Object point labels:
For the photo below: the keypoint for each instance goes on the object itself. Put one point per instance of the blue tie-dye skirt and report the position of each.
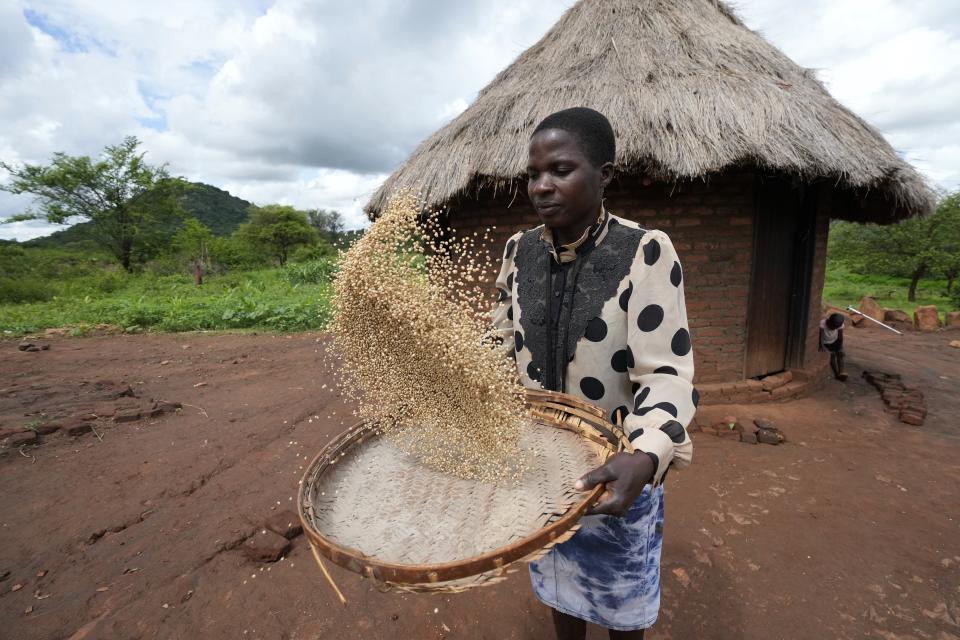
(608, 573)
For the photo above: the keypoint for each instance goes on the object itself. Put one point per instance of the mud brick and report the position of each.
(127, 415)
(166, 407)
(286, 523)
(265, 546)
(23, 438)
(772, 382)
(105, 410)
(911, 418)
(77, 428)
(770, 436)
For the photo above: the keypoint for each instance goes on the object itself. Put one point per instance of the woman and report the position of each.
(592, 305)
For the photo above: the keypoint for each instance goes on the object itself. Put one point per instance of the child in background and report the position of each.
(831, 339)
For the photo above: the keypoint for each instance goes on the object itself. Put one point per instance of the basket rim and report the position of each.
(425, 574)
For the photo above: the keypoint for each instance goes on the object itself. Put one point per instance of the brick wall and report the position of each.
(815, 361)
(711, 226)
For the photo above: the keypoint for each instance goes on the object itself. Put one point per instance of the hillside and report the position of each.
(220, 211)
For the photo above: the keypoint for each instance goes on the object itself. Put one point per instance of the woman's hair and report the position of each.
(591, 129)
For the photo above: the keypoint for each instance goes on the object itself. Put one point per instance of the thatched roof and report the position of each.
(690, 91)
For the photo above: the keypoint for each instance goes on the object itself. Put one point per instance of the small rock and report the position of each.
(763, 423)
(724, 430)
(265, 546)
(895, 315)
(286, 523)
(869, 307)
(926, 318)
(23, 438)
(77, 428)
(47, 429)
(127, 415)
(682, 577)
(125, 391)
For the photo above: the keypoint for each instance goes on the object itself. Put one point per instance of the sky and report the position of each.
(313, 103)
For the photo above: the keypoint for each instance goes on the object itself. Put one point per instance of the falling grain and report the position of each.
(409, 333)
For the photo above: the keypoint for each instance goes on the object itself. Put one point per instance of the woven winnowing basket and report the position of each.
(374, 510)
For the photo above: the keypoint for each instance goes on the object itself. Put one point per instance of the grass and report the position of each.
(843, 287)
(83, 295)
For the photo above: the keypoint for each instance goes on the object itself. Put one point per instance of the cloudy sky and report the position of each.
(314, 102)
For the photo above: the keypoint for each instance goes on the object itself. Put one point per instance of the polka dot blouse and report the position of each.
(604, 321)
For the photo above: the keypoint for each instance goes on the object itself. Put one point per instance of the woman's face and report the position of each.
(564, 186)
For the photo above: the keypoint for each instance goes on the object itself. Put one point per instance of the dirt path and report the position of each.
(848, 531)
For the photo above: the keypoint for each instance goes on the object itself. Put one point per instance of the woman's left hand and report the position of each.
(624, 476)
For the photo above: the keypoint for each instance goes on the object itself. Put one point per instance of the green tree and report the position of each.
(278, 229)
(913, 248)
(329, 224)
(130, 203)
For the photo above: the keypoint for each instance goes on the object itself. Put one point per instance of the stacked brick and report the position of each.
(908, 404)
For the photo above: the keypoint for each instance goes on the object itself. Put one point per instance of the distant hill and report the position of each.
(221, 212)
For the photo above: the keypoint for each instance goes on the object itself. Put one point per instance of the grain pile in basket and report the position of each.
(411, 344)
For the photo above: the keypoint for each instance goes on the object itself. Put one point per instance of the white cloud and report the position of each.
(313, 102)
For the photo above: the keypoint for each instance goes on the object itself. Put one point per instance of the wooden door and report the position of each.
(780, 279)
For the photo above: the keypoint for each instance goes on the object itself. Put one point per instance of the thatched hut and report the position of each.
(738, 153)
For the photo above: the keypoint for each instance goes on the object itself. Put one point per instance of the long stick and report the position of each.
(316, 556)
(885, 326)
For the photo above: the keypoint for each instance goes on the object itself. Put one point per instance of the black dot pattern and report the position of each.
(619, 414)
(638, 401)
(596, 330)
(656, 461)
(625, 296)
(592, 388)
(680, 345)
(650, 318)
(622, 360)
(674, 430)
(651, 252)
(668, 407)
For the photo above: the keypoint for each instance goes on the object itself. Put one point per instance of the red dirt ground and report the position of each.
(850, 530)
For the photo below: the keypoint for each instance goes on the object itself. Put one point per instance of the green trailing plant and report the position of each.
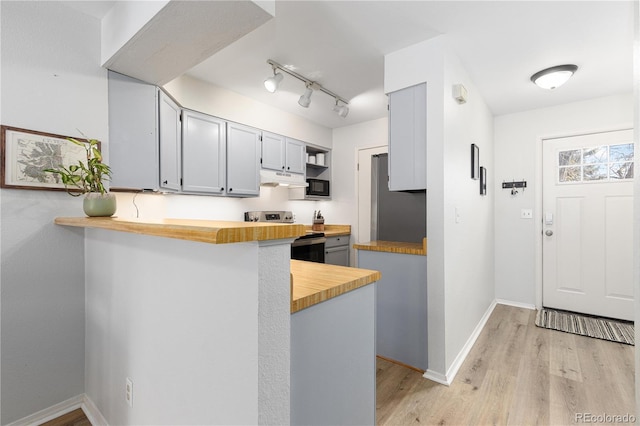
(84, 177)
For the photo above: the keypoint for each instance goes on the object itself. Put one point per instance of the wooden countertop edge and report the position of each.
(212, 232)
(321, 290)
(394, 247)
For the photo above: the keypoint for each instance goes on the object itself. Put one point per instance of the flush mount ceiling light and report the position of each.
(271, 84)
(305, 99)
(341, 110)
(554, 77)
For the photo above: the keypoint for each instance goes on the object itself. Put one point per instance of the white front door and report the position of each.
(588, 224)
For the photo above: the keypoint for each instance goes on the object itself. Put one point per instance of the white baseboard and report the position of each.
(62, 408)
(50, 413)
(462, 355)
(516, 304)
(93, 414)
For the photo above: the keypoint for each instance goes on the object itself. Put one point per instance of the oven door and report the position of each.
(309, 248)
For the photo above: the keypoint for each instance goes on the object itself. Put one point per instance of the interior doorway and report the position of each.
(364, 190)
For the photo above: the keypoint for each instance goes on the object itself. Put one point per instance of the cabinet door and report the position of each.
(295, 156)
(169, 116)
(337, 256)
(408, 138)
(243, 160)
(133, 136)
(273, 152)
(203, 153)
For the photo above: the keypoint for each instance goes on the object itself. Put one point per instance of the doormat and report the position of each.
(585, 325)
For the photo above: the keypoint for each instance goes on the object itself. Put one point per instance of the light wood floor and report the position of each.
(516, 374)
(74, 418)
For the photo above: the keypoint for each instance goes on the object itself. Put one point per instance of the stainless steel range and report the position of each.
(309, 247)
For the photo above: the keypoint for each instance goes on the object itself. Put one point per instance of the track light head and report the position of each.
(271, 83)
(305, 99)
(341, 110)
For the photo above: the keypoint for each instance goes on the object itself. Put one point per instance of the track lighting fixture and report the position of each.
(554, 77)
(271, 84)
(305, 99)
(341, 110)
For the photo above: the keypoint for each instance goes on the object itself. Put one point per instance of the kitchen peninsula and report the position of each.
(401, 299)
(198, 316)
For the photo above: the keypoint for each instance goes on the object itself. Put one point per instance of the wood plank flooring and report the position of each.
(74, 418)
(516, 374)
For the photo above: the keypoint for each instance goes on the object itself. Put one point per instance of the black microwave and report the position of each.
(318, 187)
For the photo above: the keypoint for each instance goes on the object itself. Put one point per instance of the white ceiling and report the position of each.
(341, 45)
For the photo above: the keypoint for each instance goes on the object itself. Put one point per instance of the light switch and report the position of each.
(526, 214)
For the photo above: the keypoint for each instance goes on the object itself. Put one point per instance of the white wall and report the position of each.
(460, 254)
(469, 240)
(51, 82)
(518, 148)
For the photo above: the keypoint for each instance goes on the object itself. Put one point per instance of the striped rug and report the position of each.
(584, 325)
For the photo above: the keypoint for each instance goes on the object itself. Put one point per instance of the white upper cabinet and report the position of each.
(133, 136)
(408, 138)
(203, 153)
(295, 156)
(170, 143)
(243, 160)
(281, 153)
(273, 151)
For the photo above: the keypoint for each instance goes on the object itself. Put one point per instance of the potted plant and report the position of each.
(88, 178)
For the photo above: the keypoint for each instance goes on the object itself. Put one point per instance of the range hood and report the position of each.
(278, 178)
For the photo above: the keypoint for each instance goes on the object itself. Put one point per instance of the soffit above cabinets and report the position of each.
(179, 36)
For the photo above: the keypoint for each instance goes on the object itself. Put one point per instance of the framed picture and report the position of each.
(475, 161)
(25, 154)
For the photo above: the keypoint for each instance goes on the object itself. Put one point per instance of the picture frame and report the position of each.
(24, 154)
(475, 162)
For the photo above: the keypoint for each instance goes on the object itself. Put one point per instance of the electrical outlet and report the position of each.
(526, 214)
(129, 392)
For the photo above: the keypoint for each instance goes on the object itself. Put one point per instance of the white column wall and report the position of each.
(51, 81)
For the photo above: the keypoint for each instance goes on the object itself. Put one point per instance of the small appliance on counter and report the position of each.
(318, 187)
(318, 221)
(309, 247)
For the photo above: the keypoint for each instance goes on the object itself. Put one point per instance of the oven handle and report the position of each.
(308, 241)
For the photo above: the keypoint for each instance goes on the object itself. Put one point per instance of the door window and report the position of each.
(596, 164)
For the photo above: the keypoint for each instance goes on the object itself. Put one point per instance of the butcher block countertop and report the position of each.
(206, 231)
(313, 283)
(395, 247)
(333, 230)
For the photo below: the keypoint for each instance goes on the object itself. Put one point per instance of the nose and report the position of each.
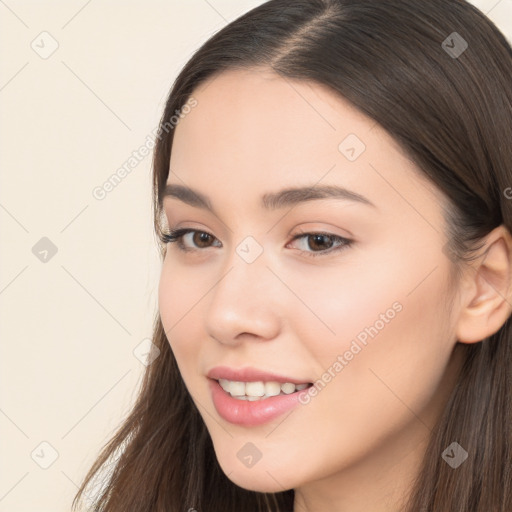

Task to carry out:
Please rewrite the part of the material that opens with the line containing "handle and report the position of each." and runs through the end of the material, changing "keypoint" to "marker" and keeping everything else the same. Leave the pictures out of your answer.

Solution to this problem:
For the photo above: the marker for each instance goes on the object itself. Put one point per instance of the oven handle and report the position of each.
(308, 241)
For the photo above: the marker for each instance goes on the object itself. Put one point per instance of the door window and report the position of each.
(596, 164)
For the photo above: the marker for each instance goes on the object itself. Put one point per instance of the butcher block countertop and report the position of each.
(206, 231)
(313, 283)
(395, 247)
(333, 230)
For the photo below: the marker for each instance goes on the object itself. Put one point per instance of the nose and report the position of each.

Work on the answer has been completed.